— What is asked —
Please write out, word for word, everything from the line containing "TARGET = eroded stone surface" down to the end of the material below, leaving out the pictures.

::::

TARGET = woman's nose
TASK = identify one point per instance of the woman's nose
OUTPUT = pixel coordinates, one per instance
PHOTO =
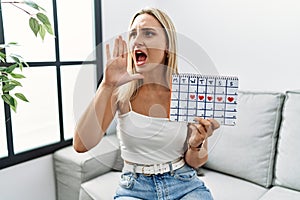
(138, 40)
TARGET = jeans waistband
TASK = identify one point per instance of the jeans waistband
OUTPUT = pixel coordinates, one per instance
(154, 169)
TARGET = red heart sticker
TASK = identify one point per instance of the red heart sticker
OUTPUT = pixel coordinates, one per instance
(209, 98)
(230, 99)
(201, 97)
(192, 96)
(219, 98)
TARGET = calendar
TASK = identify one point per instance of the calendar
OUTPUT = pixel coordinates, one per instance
(195, 95)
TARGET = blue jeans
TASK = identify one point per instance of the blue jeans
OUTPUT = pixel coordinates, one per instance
(181, 184)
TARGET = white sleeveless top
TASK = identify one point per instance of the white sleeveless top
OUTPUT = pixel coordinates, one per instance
(150, 140)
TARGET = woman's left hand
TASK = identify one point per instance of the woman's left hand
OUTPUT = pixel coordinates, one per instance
(201, 130)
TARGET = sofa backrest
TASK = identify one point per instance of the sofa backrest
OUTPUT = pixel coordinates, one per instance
(287, 167)
(247, 150)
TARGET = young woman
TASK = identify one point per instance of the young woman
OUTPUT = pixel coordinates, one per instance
(159, 155)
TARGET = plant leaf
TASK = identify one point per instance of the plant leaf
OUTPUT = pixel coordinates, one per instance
(34, 25)
(49, 29)
(32, 4)
(11, 68)
(8, 99)
(42, 32)
(2, 57)
(17, 83)
(8, 87)
(18, 76)
(21, 96)
(43, 18)
(12, 102)
(16, 58)
(20, 66)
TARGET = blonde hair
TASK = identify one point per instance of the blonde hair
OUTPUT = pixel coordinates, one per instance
(129, 90)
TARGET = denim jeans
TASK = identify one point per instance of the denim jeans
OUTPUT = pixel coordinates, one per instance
(181, 184)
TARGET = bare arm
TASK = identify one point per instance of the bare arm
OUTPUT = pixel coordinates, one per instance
(199, 133)
(99, 114)
(92, 124)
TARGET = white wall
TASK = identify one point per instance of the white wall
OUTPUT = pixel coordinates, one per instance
(32, 180)
(257, 40)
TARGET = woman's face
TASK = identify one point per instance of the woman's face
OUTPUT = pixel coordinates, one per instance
(147, 43)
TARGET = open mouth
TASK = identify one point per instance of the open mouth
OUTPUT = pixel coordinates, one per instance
(140, 57)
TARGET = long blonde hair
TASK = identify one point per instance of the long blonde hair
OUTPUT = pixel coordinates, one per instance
(127, 91)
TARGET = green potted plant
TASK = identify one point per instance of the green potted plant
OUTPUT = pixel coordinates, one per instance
(11, 65)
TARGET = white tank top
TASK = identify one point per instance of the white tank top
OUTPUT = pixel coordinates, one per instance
(150, 140)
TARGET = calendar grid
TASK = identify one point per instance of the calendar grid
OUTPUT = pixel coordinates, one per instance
(204, 96)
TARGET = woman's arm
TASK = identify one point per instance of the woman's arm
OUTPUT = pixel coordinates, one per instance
(97, 117)
(195, 156)
(92, 124)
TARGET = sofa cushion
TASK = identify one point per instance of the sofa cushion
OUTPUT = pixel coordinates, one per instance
(72, 168)
(287, 170)
(280, 193)
(247, 149)
(224, 187)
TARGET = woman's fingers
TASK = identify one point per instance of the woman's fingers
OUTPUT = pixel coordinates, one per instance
(108, 56)
(215, 124)
(116, 48)
(205, 123)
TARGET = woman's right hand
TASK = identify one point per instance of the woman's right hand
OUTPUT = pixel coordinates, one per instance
(116, 73)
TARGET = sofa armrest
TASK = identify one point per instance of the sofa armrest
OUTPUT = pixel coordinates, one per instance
(72, 168)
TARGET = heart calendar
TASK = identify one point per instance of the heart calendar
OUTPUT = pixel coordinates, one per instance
(195, 95)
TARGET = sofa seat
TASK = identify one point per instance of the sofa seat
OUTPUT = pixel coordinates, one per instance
(100, 188)
(223, 187)
(280, 193)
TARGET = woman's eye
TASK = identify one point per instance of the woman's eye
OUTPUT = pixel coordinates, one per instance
(149, 33)
(132, 35)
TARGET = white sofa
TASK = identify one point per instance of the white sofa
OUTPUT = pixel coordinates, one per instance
(256, 159)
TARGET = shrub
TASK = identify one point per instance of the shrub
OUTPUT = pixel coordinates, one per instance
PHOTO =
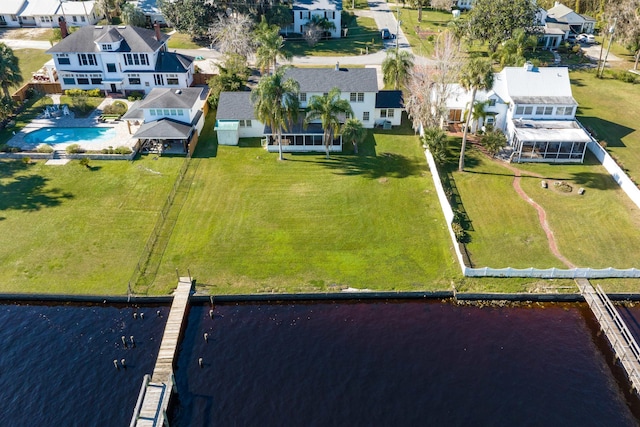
(123, 150)
(74, 149)
(134, 96)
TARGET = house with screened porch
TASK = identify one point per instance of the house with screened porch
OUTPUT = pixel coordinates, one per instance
(535, 109)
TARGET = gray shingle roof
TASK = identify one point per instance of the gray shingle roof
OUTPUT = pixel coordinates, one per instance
(135, 39)
(172, 98)
(235, 106)
(324, 79)
(389, 99)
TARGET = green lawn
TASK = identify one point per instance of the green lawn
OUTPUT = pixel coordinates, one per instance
(611, 109)
(363, 36)
(30, 61)
(598, 229)
(254, 224)
(71, 230)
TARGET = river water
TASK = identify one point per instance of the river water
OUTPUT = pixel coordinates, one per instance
(317, 364)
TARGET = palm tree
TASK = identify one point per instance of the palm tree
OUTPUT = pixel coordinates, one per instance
(9, 70)
(476, 74)
(352, 130)
(328, 108)
(270, 46)
(396, 67)
(276, 103)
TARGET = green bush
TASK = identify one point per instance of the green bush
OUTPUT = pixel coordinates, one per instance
(123, 150)
(74, 149)
(44, 148)
(117, 108)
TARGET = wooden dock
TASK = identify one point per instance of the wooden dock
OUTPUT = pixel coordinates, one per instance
(622, 341)
(153, 400)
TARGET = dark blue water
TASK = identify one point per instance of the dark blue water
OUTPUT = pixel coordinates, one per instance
(56, 363)
(400, 364)
(358, 364)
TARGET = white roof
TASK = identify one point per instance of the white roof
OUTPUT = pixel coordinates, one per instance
(77, 7)
(535, 85)
(40, 7)
(11, 7)
(550, 131)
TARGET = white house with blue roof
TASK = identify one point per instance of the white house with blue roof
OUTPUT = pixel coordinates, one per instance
(235, 116)
(120, 59)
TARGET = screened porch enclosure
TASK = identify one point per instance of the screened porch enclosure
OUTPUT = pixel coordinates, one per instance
(299, 139)
(549, 141)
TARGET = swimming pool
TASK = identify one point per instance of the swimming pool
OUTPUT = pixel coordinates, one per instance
(85, 137)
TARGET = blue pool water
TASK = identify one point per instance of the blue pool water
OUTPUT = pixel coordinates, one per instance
(82, 136)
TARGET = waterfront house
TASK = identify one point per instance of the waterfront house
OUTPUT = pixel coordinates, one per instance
(9, 12)
(235, 118)
(119, 59)
(304, 10)
(535, 109)
(170, 118)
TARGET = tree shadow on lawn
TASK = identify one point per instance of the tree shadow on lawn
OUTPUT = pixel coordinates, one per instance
(605, 130)
(28, 193)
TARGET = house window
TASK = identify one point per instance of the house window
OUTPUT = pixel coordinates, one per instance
(87, 59)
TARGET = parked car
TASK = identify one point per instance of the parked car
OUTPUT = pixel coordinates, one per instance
(586, 39)
(386, 34)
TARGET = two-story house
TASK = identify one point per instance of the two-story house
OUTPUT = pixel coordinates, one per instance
(304, 10)
(536, 110)
(121, 59)
(235, 116)
(171, 118)
(9, 11)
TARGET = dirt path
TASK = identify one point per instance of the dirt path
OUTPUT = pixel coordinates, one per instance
(542, 215)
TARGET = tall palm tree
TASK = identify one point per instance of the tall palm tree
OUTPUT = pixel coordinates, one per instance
(396, 67)
(9, 69)
(328, 109)
(352, 130)
(270, 46)
(276, 103)
(476, 74)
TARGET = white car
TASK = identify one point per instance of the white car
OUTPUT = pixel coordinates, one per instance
(586, 39)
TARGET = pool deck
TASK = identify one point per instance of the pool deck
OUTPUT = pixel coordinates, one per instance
(122, 138)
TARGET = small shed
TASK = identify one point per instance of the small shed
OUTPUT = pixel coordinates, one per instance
(228, 132)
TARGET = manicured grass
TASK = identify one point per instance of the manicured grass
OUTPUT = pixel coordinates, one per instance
(73, 230)
(598, 229)
(183, 41)
(359, 38)
(611, 109)
(32, 108)
(308, 224)
(30, 61)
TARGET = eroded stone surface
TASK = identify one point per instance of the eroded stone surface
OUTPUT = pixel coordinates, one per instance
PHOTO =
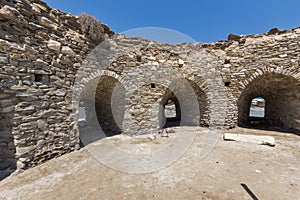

::::

— The response —
TARGET = eroded stone surface
TASK = identify one point per instance of the eroded stone surface
OUTPUT = pixel coordinates, one per instance
PHOTO =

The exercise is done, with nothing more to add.